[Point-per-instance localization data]
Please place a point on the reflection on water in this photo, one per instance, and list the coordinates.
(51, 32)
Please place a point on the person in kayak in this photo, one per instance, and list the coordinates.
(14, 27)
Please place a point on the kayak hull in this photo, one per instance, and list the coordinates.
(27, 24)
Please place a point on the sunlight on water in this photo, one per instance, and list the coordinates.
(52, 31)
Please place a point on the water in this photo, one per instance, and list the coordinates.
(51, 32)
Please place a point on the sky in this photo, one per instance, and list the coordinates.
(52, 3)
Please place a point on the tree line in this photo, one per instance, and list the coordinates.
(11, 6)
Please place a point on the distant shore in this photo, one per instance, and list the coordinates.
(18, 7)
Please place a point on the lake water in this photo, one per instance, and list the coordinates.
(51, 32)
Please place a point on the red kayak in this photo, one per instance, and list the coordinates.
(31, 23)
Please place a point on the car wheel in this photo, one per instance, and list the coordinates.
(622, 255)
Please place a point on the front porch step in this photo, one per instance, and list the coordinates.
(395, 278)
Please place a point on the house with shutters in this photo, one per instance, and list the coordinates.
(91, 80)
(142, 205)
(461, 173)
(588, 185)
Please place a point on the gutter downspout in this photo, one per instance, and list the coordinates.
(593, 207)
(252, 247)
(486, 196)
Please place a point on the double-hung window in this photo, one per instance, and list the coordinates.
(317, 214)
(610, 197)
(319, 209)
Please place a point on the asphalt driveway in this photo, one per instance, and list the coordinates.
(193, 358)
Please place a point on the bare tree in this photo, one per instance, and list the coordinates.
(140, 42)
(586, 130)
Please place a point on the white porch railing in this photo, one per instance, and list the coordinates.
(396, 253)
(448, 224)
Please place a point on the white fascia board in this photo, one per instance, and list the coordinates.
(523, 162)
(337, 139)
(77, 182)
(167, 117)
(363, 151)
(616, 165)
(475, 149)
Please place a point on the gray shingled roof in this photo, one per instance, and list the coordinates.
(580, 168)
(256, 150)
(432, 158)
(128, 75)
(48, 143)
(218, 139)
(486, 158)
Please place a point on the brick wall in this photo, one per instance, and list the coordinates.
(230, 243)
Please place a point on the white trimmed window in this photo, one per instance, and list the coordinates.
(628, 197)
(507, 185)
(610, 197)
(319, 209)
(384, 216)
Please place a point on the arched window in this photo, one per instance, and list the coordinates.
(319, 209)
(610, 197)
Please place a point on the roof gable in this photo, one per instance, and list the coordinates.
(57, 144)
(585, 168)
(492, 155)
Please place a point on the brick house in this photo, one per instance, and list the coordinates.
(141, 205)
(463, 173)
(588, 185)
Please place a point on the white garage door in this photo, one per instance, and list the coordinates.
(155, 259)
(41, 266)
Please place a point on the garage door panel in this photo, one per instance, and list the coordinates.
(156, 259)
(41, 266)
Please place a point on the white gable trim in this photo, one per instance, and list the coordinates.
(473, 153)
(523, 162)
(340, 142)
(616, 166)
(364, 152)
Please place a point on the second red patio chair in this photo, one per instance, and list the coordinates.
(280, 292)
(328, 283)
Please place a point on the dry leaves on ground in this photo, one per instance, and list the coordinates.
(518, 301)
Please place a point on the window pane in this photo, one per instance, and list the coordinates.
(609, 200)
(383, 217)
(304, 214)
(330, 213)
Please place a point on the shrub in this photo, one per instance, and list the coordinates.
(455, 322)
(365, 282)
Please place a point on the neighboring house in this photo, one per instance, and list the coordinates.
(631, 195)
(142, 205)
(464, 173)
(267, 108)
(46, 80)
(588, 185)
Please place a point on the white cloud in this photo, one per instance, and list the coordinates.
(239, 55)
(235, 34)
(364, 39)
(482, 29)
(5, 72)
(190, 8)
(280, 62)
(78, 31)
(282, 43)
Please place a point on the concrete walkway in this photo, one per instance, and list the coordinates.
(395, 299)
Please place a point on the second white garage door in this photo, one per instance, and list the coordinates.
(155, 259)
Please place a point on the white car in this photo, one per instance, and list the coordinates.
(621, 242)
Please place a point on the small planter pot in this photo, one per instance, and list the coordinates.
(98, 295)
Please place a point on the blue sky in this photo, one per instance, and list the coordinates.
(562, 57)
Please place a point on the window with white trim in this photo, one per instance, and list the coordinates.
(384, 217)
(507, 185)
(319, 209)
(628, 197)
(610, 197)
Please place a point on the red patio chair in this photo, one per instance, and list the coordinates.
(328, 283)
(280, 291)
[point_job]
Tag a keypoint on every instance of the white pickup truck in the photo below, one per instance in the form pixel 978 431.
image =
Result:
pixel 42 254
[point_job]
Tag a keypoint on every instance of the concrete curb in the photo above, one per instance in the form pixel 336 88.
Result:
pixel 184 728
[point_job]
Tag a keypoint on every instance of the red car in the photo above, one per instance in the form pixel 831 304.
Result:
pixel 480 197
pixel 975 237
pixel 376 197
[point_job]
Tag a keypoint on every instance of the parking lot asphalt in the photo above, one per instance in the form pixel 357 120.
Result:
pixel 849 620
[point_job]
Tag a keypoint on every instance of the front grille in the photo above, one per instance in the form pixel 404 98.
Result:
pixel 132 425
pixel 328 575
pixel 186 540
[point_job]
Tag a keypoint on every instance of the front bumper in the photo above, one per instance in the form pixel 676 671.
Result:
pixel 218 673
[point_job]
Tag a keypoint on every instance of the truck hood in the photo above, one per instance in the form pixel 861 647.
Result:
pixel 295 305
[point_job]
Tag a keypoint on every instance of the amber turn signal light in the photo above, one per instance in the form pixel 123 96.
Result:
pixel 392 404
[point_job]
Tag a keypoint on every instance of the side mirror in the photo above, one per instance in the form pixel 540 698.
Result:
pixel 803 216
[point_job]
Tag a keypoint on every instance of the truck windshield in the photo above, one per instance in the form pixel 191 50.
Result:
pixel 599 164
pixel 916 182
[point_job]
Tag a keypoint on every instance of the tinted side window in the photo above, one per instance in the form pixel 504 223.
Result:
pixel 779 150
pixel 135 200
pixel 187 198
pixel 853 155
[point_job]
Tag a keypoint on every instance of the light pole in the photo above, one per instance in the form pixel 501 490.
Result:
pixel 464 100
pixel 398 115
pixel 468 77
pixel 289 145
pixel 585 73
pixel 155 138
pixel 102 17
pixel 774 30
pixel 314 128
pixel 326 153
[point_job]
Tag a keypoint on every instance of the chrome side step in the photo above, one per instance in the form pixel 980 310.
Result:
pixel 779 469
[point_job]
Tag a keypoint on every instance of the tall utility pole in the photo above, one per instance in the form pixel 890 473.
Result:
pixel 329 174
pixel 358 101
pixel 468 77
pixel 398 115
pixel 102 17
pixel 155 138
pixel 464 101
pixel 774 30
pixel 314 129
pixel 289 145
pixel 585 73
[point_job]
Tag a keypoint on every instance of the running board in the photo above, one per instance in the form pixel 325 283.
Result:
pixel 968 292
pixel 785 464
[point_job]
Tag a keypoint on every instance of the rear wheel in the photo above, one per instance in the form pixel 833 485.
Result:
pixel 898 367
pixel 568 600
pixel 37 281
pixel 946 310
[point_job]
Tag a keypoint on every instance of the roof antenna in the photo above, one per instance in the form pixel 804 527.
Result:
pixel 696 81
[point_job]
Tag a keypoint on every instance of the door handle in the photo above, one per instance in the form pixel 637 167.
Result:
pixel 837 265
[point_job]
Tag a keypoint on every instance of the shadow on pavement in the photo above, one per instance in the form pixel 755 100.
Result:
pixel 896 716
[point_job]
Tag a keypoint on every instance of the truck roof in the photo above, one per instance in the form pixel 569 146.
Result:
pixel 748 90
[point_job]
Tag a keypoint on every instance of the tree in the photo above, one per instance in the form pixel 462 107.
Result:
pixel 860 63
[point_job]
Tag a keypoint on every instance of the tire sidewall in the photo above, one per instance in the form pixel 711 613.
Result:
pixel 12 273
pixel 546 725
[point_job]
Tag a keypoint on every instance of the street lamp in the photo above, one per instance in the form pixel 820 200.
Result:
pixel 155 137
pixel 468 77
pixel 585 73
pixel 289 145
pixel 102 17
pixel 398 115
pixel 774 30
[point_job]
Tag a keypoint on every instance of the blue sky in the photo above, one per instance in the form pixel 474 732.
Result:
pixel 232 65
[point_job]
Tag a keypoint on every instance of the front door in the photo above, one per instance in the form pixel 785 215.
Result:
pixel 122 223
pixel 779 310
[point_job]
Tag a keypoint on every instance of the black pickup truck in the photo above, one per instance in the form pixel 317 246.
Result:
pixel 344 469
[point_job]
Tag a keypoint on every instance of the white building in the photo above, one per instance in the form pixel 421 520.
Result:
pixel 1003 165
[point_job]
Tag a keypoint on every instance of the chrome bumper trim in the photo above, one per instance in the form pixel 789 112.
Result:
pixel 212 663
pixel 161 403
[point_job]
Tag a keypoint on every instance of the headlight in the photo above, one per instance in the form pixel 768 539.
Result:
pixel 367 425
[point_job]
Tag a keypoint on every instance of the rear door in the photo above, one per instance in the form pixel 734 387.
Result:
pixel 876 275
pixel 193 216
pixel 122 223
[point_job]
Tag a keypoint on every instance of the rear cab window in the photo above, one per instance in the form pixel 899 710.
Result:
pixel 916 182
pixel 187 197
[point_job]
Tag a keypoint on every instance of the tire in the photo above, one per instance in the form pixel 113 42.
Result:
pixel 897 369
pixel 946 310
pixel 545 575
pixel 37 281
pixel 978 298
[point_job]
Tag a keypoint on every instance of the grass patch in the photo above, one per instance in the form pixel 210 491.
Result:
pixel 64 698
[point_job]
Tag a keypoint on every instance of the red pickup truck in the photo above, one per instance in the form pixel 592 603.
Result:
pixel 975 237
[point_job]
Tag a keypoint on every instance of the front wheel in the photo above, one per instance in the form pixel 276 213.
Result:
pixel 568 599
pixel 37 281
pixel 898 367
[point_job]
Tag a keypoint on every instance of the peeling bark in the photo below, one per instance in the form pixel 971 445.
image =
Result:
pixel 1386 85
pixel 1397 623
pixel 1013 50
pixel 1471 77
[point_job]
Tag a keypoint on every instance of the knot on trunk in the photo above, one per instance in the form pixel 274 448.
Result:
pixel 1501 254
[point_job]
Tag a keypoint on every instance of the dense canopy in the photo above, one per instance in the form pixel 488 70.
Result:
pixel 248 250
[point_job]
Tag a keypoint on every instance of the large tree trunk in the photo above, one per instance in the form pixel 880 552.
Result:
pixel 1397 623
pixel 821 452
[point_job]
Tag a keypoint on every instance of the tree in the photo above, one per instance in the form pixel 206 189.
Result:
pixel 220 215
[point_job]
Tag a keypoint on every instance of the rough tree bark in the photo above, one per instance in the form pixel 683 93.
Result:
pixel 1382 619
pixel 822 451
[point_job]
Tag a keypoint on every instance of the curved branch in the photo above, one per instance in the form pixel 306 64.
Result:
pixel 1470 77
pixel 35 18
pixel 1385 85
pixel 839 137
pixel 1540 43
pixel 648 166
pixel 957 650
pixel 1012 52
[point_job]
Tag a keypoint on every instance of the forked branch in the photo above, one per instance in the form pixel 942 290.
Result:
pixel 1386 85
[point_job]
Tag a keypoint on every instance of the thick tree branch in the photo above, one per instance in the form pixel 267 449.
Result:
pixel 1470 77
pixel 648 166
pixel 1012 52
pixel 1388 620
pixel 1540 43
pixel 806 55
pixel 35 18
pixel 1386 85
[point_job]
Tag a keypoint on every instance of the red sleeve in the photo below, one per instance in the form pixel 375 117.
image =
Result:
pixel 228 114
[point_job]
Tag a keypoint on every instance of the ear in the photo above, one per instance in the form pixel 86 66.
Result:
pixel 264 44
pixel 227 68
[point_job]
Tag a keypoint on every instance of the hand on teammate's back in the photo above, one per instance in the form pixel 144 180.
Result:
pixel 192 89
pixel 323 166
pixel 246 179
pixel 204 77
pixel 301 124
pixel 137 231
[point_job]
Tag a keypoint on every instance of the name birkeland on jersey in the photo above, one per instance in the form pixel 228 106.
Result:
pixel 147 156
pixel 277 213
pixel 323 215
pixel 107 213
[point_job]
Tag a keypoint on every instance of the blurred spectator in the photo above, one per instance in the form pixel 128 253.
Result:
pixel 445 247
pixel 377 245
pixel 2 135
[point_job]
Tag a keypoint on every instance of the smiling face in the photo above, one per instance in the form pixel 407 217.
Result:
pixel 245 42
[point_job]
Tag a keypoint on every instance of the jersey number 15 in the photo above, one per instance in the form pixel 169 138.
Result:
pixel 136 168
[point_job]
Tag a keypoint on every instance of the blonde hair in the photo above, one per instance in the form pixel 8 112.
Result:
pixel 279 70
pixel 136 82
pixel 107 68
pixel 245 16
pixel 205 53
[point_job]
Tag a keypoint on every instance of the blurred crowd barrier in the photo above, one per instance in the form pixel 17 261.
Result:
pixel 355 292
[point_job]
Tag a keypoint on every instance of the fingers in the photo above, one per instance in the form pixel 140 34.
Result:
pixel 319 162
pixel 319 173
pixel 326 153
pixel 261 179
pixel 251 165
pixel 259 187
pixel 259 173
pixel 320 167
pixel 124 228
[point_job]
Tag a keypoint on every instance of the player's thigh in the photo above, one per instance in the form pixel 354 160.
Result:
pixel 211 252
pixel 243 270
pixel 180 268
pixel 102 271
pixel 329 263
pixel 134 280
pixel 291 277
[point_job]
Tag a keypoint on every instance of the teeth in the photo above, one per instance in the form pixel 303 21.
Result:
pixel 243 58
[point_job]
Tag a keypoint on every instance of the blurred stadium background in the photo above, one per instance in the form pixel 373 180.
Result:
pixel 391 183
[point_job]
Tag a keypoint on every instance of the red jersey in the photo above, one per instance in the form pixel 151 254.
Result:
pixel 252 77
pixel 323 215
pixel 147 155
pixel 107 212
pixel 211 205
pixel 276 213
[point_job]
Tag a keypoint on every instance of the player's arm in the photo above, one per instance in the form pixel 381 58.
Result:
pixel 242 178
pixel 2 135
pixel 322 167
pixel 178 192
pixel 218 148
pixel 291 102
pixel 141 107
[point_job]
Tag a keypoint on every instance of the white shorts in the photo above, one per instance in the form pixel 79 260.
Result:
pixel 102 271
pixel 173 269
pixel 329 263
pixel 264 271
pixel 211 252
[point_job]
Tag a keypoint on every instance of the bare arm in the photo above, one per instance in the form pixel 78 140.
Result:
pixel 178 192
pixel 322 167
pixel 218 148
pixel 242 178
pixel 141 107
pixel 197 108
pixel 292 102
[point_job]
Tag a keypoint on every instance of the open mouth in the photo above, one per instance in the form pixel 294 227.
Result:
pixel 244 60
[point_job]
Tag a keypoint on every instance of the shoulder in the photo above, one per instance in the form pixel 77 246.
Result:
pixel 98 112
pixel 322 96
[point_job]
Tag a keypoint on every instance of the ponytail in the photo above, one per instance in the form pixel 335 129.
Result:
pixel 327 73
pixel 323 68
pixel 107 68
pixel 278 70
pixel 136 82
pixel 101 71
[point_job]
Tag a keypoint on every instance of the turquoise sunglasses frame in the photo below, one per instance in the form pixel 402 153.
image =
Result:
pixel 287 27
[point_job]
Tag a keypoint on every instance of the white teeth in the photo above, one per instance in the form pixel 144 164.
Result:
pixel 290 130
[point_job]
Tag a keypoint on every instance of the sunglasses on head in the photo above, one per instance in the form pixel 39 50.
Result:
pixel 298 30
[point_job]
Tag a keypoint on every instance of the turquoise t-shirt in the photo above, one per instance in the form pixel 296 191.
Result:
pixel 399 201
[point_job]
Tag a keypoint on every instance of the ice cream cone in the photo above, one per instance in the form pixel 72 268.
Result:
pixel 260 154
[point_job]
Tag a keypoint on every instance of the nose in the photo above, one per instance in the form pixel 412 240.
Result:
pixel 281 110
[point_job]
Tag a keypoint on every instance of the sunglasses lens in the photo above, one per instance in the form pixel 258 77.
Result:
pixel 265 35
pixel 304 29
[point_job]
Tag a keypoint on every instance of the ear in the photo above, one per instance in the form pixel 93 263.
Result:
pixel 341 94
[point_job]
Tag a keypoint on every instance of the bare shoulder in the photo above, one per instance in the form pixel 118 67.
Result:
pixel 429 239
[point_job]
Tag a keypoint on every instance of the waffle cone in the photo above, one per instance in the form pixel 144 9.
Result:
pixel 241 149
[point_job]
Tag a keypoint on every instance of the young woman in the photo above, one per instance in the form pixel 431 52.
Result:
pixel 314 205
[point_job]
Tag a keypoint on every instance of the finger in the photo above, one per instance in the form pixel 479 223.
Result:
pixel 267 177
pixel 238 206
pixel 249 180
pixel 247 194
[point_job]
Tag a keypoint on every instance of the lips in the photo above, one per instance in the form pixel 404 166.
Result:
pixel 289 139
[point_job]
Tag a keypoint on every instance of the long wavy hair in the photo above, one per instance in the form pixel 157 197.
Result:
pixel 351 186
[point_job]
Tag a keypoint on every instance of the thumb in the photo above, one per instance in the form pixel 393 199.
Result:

▶ [ACTION ITEM] Above are the records; repeat exactly the lines from the one holding "Tag a keypoint on every instance of the red car" down to the one holding "Tag a keypoint on every instance of the tall", end lines included.

▶ [RESULT OF THIS TASK]
Tag a keypoint on every instance of the red car in the photo above, one per instance in the form pixel 831 304.
Result:
pixel 480 197
pixel 975 237
pixel 376 197
[point_job]
Tag a keypoint on every instance of the parking lot asphalt in the photo above, one per instance in the form pixel 357 120.
Result:
pixel 849 620
[point_job]
Tag a keypoint on every instance of the front grille in the photo above, one per instance in the form pixel 404 98.
Result:
pixel 132 425
pixel 328 575
pixel 186 540
[point_job]
Tag a keypoint on every instance of the front bumper in the photo above, one per instance in the form pixel 676 671.
Result:
pixel 218 673
[point_job]
Tag a keypoint on every instance of the truck hood in the photo above, one per instance in the form pixel 861 647.
Result:
pixel 295 305
[point_job]
Tag a keypoint on every instance of the amber turn signal light in the photo above, one per instance in the form pixel 123 96.
Result:
pixel 392 404
[point_job]
Tag a keypoint on every instance of the side mirror in the photo above, one per instance in the form pixel 540 698.
Result:
pixel 803 216
[point_job]
Tag a keypoint on every instance of the truck windshield in the photo above, one per instance in the form pixel 191 50.
Result:
pixel 599 164
pixel 916 182
[point_job]
Tag a keypoint on every instance of the tinted side window in the photo above, one per instance in the form pixel 504 223.
Result:
pixel 779 150
pixel 135 200
pixel 187 198
pixel 853 155
[point_job]
Tag a keypoint on every instance of the light pole in the photo above, one per instance in the form pixel 501 490.
Result:
pixel 464 100
pixel 398 115
pixel 468 77
pixel 289 145
pixel 585 73
pixel 155 138
pixel 102 17
pixel 774 30
pixel 314 128
pixel 326 153
[point_job]
Tag a keypoint on every instance of the chrome side step in the photo above, one per instance in the form pixel 980 310.
Result:
pixel 779 469
[point_job]
Tag a keypoint on every instance of the tall utility pole in the photo above, one per instance in the form pixel 890 473.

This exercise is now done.